- _Texte source_

§

Affaire Savannah Energy : les dessous du deal entre le Cameroun et le Tchad
Le Cameroun et le Tchad sont plus que jamais revenus à de meilleurs sentiments et la crise diplomatique qui se dessinait jusqu’ici s’est clairement désamorcée. Sur la table du dialogue, Yaoundé et N’Djamena ont accepté de faire un ensemble de concessions qui devraient profiter au 2 parties. Au détriment de Savannah Energy ?
« Je pense que les bruits ont été solutionnés, les nuages ombrageux qui semblaient peser dans nos rapports ont été éclairés et le Cameroun et le Tchad voient désormais dans la même direction ». La déclaration du ministre Tchadien secrétaire Général à la Présidence de la République, Gali Ngothe Gatta, au sortir d’une séance de travail au palais de l’Unité à Yaoundé, le 19 mai 2023 laisse clairement entendre que la hache de guerre entre Yaoundé et N’Djaména au sujet du Pipeline a définitivement été enterrée. Le 26 avril dernier, Ferdinand Ngoh Ngoh, porteur d’un pli fermé du Président Paul Biya à son homologue Tchadien, annonçait déjà les prémisses de l’accalmie au lendemain du rappel par N’Djamena de son ambassadeur au Cameroun. « Toutes les questions ont été abordées et certaines incompréhensions ont à cette occasion été dissipées », avait, pour sa part, confié le secrétaire général de la présidence de la République du Cameroun. Pour en arriver là, les 2 présidences ont dû faire un ensemble de concessions.

§

- _Matériel_

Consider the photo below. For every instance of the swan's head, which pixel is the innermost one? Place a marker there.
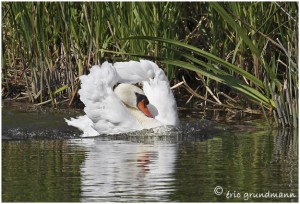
(133, 97)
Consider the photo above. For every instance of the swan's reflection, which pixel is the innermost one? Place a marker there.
(118, 170)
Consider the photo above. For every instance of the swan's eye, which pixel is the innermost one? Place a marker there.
(141, 97)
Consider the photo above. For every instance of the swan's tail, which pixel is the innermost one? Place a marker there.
(84, 124)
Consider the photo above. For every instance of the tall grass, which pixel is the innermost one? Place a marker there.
(247, 47)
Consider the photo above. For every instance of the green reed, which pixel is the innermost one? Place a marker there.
(250, 48)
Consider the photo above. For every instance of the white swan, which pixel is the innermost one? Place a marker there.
(127, 107)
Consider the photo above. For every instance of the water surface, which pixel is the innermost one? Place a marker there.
(45, 160)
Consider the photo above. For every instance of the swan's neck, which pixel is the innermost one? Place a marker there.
(142, 120)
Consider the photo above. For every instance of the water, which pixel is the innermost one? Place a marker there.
(45, 160)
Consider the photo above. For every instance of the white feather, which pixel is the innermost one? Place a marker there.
(107, 114)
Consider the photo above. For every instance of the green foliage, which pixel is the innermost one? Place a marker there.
(251, 48)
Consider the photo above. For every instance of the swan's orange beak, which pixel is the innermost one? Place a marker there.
(143, 107)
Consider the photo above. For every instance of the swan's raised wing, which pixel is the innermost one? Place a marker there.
(107, 113)
(155, 86)
(134, 72)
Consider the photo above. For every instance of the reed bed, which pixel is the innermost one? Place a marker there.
(221, 53)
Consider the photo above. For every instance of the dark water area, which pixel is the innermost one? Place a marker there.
(44, 160)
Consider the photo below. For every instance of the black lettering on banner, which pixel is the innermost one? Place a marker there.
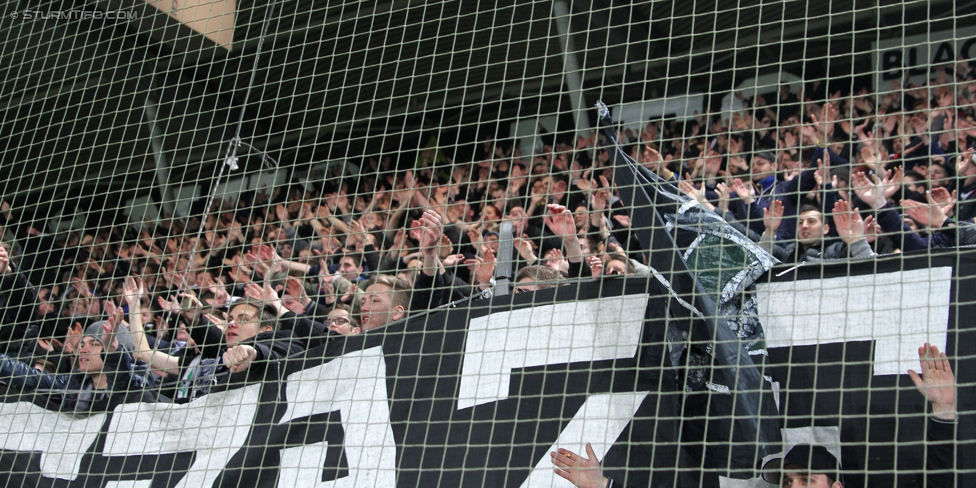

§

- _Exercice court_
Dans l'article sur l'affaire Savannah Energy, quel jour Gali Ngothe Gatta a-t-il fait sa déclaration à la sortie d'une séance de travail au palais de l'Unité ? Les enregistrements n'ont aucun lien avec l'article.

- _Réponse attendue_
Le 19 mai 2023.